# SOURCE EXTRACT start

President Donald Trump said Tuesday he’s considering blocking imports of used cooking oil from China in response to the country cutting off all purchases of U.S. soybeans.
“I believe that China purposefully not buying our Soybeans, and causing difficulty for our Soybean Farmers, is an Economically Hostile Act,” Trump wrote on Truth Social Tuesday. “We are considering terminating business with China having to do with Cooking Oil, and other elements of Trade, as retribution.”
The president is referencing the commodity of used cooking oil. Used cooking oil (often shortened to UCO) is vegetable oil or animal fat that has already been used for cooking or frying food. After it’s used, instead of being thrown away, it can be collected, filtered, and processed for reuse—most commonly as a feedstock for renewable fuels.
The United States—a nation of plentiful restaurants, fast food joints, and deep-fried treats imports a waste commodity that’s domestically abundant. You’re not alone in raising an eyebrow at that fact, it’s an interesting trade practice.
Let’s start with the purpose of acquiring UCO. The United States imports large volumes of used cooking oil to make renewable diesel and sustainable aviation fuel. Because used cooking oil is a waste-based feedstock, it qualified for compliance credits under the Renewable Fuel Standard up until recently. Over the summer, Congress passed a major package of tax and clean energy reforms that tightened eligibility for the clean fuel production credit (45Z). Trump’s “Big Beautiful Bill” includes a provision disqualifying certain imported feedstocks—such as Chinese UCO and foreign tallow—from receiving U.S. clean fuel incentives. Now, regulatory agencies work to develop the legal framework to enforce these changes.
Imports surged beginning in 2021–2022 as U.S. renewable diesel capacity ramped up. China supplies roughly 60–70 percent of U.S. imports, helped by its large population and restaurant sector, lower collection costs, and established export logistics. It’s important to note China has drastically different labor laws than the U.S., allowing for low labor costs, which translates into a cheaper product. Refineries operated by companies such as Neste, Marathon, and Diamond Green Diesel lean on these readily available and cost-saving streams to keep units running.
On its face, the financial logic could be straightforward: imported UCO is plentiful, relatively cheap per gallon, and is integrated into efficient export supply chains. The economics favor imports in the short run. Shipping and landed costs for foreign UCO can keep delivered material in the neighborhood of roughly the low-$1s per gallon equivalent, while a new U.S. pre-treatment plant requires $10–$20 million for a 5–10 million gallon unit and $40–$80 million for a 50–100 million gallon unit, even if operating costs are only a few dimes per gallon once built.

# SOURCE EXTRACT end

▶ **STATED GOAL A**: What share of U.S. used cooking oil imports does China supply, according to the used cooking oil article?

# DATA PROVIDED start

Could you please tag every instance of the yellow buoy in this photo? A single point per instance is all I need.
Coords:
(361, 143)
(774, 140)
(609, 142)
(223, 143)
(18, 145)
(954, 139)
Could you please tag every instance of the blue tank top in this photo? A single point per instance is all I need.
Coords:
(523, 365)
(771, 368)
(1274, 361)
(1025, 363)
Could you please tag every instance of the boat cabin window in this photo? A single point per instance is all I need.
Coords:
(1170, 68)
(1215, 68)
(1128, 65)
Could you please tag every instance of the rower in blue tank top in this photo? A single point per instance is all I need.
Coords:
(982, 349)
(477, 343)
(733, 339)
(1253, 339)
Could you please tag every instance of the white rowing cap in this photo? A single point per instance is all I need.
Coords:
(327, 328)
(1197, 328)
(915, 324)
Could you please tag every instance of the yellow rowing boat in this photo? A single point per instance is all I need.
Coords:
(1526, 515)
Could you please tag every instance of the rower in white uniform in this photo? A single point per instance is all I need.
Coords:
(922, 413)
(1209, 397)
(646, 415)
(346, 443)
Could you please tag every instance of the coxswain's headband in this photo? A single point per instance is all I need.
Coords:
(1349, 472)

# DATA PROVIDED end

▶ **STATED GOAL B**: Rewrite the records from the line holding "Could you please tag every instance of the rower in white" through the end of the records, inclusive, replacing "tag" with "mark" and changing nothing else. Return only those lines.

▶ **RESPONSE A**: Roughly 60–70 percent.

▶ **RESPONSE B**:
Could you please mark every instance of the rower in white uniform in this photo? A single point per instance is all I need.
Coords:
(922, 413)
(1209, 397)
(646, 415)
(346, 443)
Could you please mark every instance of the coxswain's headband in this photo? A single point per instance is all I need.
Coords:
(1349, 472)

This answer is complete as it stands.